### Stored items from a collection
^^^^^^^^^^^^^^^^

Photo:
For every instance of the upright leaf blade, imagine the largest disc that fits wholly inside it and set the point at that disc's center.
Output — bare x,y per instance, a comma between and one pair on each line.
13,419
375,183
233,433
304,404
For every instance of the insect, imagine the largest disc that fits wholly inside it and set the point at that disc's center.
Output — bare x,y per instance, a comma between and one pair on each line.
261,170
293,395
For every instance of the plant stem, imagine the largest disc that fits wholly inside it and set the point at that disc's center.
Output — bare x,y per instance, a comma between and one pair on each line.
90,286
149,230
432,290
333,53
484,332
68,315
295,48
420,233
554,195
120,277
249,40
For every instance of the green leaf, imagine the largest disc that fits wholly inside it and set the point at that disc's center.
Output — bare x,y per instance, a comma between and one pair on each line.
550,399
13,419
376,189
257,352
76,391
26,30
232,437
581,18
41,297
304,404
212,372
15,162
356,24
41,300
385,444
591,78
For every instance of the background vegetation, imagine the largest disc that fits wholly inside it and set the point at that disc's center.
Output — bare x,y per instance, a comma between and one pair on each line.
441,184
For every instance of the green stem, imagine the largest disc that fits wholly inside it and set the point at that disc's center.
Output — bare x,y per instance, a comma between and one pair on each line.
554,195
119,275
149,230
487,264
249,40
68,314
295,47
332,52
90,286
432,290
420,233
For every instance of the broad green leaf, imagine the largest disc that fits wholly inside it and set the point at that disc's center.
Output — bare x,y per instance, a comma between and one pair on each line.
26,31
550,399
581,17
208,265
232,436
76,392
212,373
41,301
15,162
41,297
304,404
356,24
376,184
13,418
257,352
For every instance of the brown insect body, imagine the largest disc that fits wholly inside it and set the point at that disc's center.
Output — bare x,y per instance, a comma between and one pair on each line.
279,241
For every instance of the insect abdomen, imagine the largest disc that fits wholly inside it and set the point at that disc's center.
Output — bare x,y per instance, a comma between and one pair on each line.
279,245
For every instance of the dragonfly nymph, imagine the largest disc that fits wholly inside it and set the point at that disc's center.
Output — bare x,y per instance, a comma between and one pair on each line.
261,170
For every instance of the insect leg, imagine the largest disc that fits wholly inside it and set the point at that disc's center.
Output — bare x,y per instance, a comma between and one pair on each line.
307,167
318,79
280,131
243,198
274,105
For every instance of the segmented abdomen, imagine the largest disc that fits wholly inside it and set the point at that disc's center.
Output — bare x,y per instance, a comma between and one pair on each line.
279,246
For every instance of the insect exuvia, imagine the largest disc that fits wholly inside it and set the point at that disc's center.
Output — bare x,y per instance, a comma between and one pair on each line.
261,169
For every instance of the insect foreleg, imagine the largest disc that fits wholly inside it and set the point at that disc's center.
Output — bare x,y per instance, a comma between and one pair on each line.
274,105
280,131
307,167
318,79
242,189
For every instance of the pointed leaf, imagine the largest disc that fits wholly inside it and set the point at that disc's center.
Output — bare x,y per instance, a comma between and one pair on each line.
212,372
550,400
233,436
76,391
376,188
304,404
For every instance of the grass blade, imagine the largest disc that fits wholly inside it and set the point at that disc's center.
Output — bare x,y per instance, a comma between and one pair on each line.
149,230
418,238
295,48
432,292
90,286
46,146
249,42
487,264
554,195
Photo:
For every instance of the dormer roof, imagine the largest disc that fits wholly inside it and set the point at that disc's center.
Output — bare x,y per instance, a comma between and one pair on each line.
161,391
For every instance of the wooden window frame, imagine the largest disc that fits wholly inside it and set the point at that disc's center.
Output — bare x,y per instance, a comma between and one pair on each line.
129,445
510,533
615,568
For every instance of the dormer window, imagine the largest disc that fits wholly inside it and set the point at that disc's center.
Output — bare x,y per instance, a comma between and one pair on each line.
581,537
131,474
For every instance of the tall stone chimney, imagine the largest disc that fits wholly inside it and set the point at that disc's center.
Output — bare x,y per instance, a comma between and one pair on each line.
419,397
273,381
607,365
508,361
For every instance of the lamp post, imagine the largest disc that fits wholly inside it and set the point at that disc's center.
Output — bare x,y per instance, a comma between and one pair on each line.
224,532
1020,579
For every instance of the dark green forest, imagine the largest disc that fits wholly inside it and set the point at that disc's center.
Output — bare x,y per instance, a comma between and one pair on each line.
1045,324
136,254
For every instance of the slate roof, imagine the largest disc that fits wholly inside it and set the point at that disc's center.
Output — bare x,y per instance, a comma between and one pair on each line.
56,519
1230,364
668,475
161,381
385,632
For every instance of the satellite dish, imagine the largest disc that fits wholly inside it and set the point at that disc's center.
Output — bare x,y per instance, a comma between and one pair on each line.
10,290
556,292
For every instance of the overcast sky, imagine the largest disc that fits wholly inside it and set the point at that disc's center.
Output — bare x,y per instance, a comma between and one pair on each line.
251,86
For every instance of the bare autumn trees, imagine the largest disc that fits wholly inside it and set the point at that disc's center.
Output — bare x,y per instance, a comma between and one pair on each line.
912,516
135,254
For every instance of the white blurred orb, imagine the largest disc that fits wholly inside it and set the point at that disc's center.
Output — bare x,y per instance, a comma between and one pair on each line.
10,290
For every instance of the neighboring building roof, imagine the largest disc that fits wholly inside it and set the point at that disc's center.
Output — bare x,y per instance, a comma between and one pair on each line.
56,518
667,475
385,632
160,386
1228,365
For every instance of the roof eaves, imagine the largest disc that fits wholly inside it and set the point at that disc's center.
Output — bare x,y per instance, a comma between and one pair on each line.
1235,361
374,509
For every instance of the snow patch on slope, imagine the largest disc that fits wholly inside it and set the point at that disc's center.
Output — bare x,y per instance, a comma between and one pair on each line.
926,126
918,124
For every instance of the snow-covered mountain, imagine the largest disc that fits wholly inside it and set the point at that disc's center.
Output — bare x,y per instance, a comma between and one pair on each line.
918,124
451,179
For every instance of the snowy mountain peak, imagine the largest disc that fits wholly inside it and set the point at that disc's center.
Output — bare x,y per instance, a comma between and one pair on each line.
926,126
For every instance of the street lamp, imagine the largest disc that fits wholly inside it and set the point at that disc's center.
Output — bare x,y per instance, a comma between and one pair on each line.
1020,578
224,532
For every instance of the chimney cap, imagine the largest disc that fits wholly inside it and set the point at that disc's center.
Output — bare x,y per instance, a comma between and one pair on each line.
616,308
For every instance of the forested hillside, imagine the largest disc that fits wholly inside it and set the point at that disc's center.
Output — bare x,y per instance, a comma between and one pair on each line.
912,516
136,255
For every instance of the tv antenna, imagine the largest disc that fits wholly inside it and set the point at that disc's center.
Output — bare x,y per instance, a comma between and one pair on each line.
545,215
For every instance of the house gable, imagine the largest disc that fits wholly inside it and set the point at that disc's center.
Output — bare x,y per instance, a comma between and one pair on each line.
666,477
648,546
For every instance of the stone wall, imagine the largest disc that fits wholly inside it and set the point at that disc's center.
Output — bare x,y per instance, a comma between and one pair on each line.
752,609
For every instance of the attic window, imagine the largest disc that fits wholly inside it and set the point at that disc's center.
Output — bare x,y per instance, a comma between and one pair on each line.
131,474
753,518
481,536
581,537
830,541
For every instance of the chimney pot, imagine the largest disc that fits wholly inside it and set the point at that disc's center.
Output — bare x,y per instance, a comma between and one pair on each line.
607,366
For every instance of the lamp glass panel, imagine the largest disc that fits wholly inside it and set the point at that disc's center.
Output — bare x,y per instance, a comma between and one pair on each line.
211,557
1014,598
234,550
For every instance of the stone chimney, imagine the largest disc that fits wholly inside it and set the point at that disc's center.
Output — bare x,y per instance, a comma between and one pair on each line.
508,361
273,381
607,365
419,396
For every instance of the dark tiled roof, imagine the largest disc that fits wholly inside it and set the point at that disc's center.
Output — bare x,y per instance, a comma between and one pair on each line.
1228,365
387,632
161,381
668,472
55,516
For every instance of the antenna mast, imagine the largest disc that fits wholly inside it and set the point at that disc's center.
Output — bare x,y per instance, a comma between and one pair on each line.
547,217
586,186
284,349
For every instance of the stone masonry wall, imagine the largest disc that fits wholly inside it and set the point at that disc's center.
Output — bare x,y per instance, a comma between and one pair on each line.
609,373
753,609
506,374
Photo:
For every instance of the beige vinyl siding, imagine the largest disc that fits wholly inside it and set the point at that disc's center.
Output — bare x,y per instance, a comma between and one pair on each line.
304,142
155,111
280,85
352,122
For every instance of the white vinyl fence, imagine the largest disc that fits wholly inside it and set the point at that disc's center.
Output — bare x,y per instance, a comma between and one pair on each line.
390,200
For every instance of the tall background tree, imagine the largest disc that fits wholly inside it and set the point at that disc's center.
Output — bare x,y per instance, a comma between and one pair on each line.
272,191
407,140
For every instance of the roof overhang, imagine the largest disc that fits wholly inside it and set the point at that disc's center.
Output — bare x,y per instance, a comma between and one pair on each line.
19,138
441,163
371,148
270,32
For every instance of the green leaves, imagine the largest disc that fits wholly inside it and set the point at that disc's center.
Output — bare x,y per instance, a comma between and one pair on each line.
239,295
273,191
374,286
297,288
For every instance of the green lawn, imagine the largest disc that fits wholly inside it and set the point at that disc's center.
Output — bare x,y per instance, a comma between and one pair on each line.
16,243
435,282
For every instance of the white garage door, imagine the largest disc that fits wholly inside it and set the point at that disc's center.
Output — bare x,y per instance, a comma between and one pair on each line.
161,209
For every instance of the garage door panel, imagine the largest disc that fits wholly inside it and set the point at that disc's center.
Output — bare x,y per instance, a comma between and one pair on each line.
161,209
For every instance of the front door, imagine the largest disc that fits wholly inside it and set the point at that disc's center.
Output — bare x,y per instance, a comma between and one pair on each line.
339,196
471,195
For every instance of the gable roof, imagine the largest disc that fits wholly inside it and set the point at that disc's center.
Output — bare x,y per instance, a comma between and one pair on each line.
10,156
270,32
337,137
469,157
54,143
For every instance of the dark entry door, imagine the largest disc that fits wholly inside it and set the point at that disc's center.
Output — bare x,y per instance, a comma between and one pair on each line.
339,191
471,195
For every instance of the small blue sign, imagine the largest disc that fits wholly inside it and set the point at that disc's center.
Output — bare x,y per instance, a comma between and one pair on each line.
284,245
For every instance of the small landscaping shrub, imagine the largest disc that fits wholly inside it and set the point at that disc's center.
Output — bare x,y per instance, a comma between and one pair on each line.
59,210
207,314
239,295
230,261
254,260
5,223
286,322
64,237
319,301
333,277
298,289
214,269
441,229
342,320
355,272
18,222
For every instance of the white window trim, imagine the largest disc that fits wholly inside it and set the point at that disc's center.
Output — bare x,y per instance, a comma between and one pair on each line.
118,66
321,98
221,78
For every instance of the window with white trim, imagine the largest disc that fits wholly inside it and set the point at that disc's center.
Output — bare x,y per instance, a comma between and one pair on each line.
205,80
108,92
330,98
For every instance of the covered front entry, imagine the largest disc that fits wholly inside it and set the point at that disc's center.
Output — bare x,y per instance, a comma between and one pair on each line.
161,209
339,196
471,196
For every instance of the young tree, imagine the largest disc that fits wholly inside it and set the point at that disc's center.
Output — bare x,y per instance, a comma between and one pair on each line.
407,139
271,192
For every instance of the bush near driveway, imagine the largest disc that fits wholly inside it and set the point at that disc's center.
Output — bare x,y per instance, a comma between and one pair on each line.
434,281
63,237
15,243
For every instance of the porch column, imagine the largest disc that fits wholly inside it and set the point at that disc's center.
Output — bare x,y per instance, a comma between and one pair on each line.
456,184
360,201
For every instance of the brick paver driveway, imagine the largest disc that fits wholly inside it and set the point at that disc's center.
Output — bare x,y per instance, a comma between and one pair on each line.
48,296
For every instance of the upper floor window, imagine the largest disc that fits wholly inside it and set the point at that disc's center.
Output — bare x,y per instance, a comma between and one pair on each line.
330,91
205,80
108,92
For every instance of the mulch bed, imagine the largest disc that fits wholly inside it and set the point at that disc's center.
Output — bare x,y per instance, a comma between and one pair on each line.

^^^^^^^^^^^^^^^^

### Task to complete
Above are the entries; repeat their lines exactly, from the first through the one that contains "For every instance of the green leaf, imagine".

### Task answer
Photo:
For every instance of the upright leaf blade, imagine the largest disc that fits wholly inside it and set the point at that disc's center.
Output — bare x,y per instance, a comma between and one pair on each line.
13,419
375,183
233,433
304,404
For every instance of the insect, imagine the largest disc that fits wholly inside it and set the point at that disc's center.
Output — bare x,y per instance, a comma between and one pair on each line.
261,170
293,395
For every instance of the plant stem, imagine the largest disc that fits wholly inside it and set the point at that disc's center.
Output — bare x,y per instance, a comma between and one pair on each line.
90,286
149,230
432,290
333,53
484,332
68,315
295,48
420,233
554,195
120,277
249,40
For every instance of the green leaf, imagine the largest disc that fits wholly inside it and set the point at that disc's center.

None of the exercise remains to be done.